**Supplied records:**
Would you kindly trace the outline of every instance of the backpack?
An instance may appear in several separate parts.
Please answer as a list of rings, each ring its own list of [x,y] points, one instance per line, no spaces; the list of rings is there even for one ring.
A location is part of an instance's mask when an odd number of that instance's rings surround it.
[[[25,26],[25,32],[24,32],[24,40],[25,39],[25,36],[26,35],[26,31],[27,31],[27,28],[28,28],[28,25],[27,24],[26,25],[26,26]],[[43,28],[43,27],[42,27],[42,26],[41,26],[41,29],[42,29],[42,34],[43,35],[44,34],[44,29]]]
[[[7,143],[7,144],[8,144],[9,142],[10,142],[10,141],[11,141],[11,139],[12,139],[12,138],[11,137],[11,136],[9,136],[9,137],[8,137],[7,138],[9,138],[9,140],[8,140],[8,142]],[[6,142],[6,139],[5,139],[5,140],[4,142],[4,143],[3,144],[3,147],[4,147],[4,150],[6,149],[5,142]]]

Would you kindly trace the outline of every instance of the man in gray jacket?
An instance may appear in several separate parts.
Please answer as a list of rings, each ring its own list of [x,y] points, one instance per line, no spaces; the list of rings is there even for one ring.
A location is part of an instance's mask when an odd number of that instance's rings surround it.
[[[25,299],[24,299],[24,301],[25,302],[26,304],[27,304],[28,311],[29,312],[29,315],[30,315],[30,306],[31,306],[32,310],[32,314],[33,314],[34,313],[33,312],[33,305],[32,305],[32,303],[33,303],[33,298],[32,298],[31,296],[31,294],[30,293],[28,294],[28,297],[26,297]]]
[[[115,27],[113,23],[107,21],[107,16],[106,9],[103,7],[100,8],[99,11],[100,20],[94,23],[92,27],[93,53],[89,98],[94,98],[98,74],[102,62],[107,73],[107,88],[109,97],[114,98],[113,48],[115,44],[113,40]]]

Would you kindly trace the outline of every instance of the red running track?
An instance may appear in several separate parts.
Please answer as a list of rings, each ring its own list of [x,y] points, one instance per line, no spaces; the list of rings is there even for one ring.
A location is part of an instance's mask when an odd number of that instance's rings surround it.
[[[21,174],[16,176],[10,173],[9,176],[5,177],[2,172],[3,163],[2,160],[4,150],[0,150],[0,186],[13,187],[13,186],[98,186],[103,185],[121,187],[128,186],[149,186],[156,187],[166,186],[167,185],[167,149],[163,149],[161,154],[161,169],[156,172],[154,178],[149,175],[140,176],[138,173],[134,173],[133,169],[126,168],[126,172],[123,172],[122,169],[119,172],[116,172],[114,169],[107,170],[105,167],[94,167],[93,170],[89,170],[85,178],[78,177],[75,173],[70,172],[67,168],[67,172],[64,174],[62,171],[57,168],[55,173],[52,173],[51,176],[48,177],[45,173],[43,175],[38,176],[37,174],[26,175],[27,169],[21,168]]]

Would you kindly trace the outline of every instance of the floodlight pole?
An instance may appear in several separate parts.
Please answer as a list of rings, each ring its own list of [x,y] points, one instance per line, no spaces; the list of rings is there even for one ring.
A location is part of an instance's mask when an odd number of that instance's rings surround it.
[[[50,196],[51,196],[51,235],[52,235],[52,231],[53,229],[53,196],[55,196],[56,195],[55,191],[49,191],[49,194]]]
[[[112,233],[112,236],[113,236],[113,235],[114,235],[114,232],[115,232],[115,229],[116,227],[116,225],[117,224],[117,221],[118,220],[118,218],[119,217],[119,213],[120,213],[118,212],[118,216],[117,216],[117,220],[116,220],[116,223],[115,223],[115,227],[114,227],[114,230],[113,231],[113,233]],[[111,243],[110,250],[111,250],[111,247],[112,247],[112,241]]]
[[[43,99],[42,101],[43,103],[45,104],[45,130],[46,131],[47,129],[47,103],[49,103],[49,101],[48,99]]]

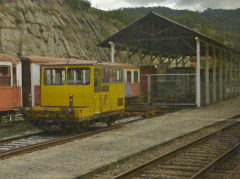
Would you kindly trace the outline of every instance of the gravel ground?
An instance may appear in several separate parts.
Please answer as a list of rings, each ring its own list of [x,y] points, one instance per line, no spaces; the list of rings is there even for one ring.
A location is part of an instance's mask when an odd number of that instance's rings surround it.
[[[240,114],[240,98],[183,110],[46,150],[0,161],[0,178],[74,178]]]
[[[187,134],[186,136],[182,136],[171,140],[170,142],[166,142],[160,145],[157,145],[153,148],[148,149],[147,151],[143,151],[133,156],[127,157],[121,161],[116,163],[104,166],[102,168],[97,169],[96,171],[90,172],[87,175],[79,176],[78,178],[113,178],[114,176],[118,176],[119,174],[126,172],[130,169],[133,169],[139,165],[142,165],[145,162],[153,160],[156,156],[162,156],[169,151],[176,150],[184,145],[187,145],[197,139],[202,138],[203,136],[209,135],[213,132],[216,132],[228,125],[230,125],[234,121],[239,121],[239,119],[235,120],[225,120],[223,122],[219,122],[216,125],[212,125],[206,128],[203,128],[199,131],[194,131],[192,133]]]
[[[217,164],[215,168],[208,171],[202,178],[240,178],[240,147],[238,151]]]

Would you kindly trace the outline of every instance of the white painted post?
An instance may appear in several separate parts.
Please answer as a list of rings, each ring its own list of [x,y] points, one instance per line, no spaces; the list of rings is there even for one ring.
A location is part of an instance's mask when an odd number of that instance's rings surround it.
[[[225,51],[226,52],[226,51]],[[228,61],[227,53],[224,54],[224,99],[228,99]]]
[[[126,59],[126,62],[127,62],[127,63],[129,63],[129,57],[130,57],[129,47],[127,46],[127,59]]]
[[[222,70],[223,70],[223,61],[222,61],[222,50],[219,50],[219,101],[223,100],[223,81],[222,81]]]
[[[239,61],[236,58],[236,96],[239,95]]]
[[[196,104],[201,107],[201,49],[200,39],[195,38],[197,45],[197,63],[196,63]]]
[[[217,61],[216,49],[213,47],[213,102],[217,101]]]
[[[206,52],[206,66],[205,66],[205,90],[206,90],[206,105],[210,104],[210,95],[209,95],[209,46],[206,43],[205,46]]]
[[[142,66],[142,50],[138,50],[138,64],[139,64],[139,67]]]
[[[148,80],[148,104],[151,104],[151,75],[147,75]]]
[[[109,42],[109,45],[111,46],[111,62],[115,62],[115,44],[113,42]]]

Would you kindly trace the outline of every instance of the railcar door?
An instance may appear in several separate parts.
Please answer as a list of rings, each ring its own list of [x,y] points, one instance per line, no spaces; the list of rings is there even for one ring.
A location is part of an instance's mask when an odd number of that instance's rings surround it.
[[[101,106],[101,70],[100,68],[94,69],[94,113],[102,112]]]
[[[111,71],[109,68],[102,69],[102,80],[101,80],[101,105],[102,105],[102,112],[110,111],[110,75]]]

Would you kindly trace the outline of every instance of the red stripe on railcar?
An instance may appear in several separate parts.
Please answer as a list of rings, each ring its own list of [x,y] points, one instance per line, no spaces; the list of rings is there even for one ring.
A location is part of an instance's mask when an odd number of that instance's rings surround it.
[[[8,111],[21,106],[21,87],[0,87],[0,111]]]

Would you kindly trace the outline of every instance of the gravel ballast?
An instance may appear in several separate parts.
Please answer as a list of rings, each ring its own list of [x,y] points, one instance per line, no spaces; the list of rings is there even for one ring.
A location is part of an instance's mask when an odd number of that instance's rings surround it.
[[[83,140],[0,161],[0,178],[74,178],[240,114],[240,98],[129,124]]]

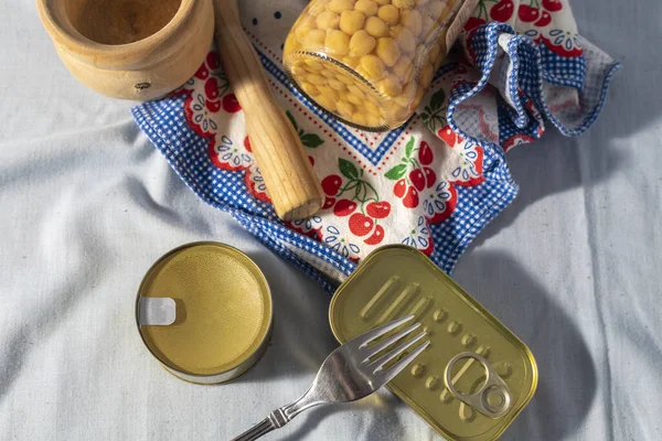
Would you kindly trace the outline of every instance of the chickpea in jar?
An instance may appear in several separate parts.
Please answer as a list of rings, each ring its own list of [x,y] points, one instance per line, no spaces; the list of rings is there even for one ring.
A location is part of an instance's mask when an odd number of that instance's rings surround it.
[[[477,0],[312,0],[284,49],[302,93],[364,129],[405,122],[446,56],[448,28]]]

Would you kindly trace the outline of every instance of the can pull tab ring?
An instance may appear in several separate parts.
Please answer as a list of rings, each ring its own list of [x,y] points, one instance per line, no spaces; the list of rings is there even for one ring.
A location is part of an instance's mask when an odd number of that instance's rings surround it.
[[[478,361],[485,370],[485,383],[476,394],[465,395],[453,386],[452,367],[461,359],[472,358]],[[472,363],[472,362],[468,362]],[[457,378],[455,379],[457,381]],[[463,404],[471,406],[473,409],[490,418],[499,418],[509,411],[512,402],[512,396],[506,384],[501,379],[499,374],[492,369],[488,361],[476,353],[463,352],[456,355],[446,365],[444,373],[444,383],[450,392]]]
[[[177,303],[169,297],[140,297],[138,324],[140,326],[168,326],[177,320]]]

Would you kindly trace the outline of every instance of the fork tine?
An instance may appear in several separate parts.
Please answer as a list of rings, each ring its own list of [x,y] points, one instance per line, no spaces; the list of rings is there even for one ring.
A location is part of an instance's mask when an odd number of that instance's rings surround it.
[[[397,357],[403,352],[407,351],[409,347],[412,347],[414,344],[416,344],[416,342],[418,342],[420,338],[425,337],[426,335],[427,335],[426,332],[421,332],[420,334],[416,335],[414,338],[409,340],[408,342],[403,343],[395,349],[389,351],[386,354],[382,355],[380,358],[372,362],[370,364],[370,366],[376,367],[375,373],[380,373],[380,372],[384,370],[384,365],[386,363],[391,362],[393,358]]]
[[[416,358],[429,345],[430,345],[430,341],[428,340],[427,342],[425,342],[424,344],[421,344],[420,346],[418,346],[416,349],[414,349],[409,354],[407,354],[406,357],[404,357],[403,359],[398,361],[396,364],[394,364],[387,370],[385,370],[384,374],[383,374],[383,376],[384,376],[386,383],[391,381],[393,378],[395,378],[395,376],[397,374],[399,374],[401,372],[403,372],[403,369],[405,367],[407,367],[407,365],[409,363],[412,363],[414,361],[414,358]]]
[[[398,320],[394,320],[393,322],[388,322],[386,324],[383,324],[378,327],[375,327],[372,331],[366,332],[365,334],[361,335],[360,337],[355,338],[360,343],[360,348],[363,349],[365,348],[365,346],[367,346],[367,344],[370,342],[372,342],[373,340],[381,337],[382,335],[386,334],[388,331],[396,329],[397,326],[407,323],[409,320],[414,319],[414,315],[407,315],[405,318],[398,319]]]
[[[365,354],[365,362],[367,362],[367,358],[377,355],[378,353],[381,353],[382,351],[384,351],[386,347],[391,346],[392,344],[394,344],[395,342],[397,342],[398,340],[405,337],[406,335],[410,334],[413,331],[417,330],[418,327],[420,327],[420,323],[414,323],[412,326],[407,327],[406,330],[398,332],[395,335],[389,336],[388,338],[386,338],[385,341],[377,343],[374,346],[369,346],[367,348],[365,348],[364,351],[366,352]]]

**Work to do:** Transcribe the listing lines starting at the one containing "white painted post?" and ending at the one containing "[[[148,80],[148,104],[151,104],[151,75],[147,75]]]", both included.

**The result:**
Would you kindly trace the outline of every instance of the white painted post?
An instance may appear in several separate parts.
Please answer as a list of rings, each ring its own list of [x,y] points, one instance per line, no spaces; the list of rings is there even for one ring.
A location is part of an instance's mask when an odd number of that instance's rings surround it.
[[[225,51],[226,52],[226,51]],[[228,61],[227,53],[224,54],[224,99],[228,99]]]
[[[126,59],[126,62],[127,62],[127,63],[129,63],[129,57],[130,57],[129,47],[127,46],[127,59]]]
[[[222,70],[223,70],[223,61],[222,61],[222,50],[219,50],[219,101],[223,100],[223,81],[222,81]]]
[[[239,61],[236,58],[236,96],[239,95]]]
[[[196,104],[201,107],[201,49],[200,39],[195,38],[197,45],[197,63],[196,63]]]
[[[217,61],[216,49],[213,47],[213,102],[217,101]]]
[[[206,52],[206,66],[205,66],[205,90],[206,90],[206,105],[210,104],[210,95],[209,95],[209,46],[206,43],[205,46]]]
[[[142,66],[142,50],[138,50],[138,64],[139,64],[139,67]]]
[[[148,80],[148,104],[151,104],[151,75],[147,75]]]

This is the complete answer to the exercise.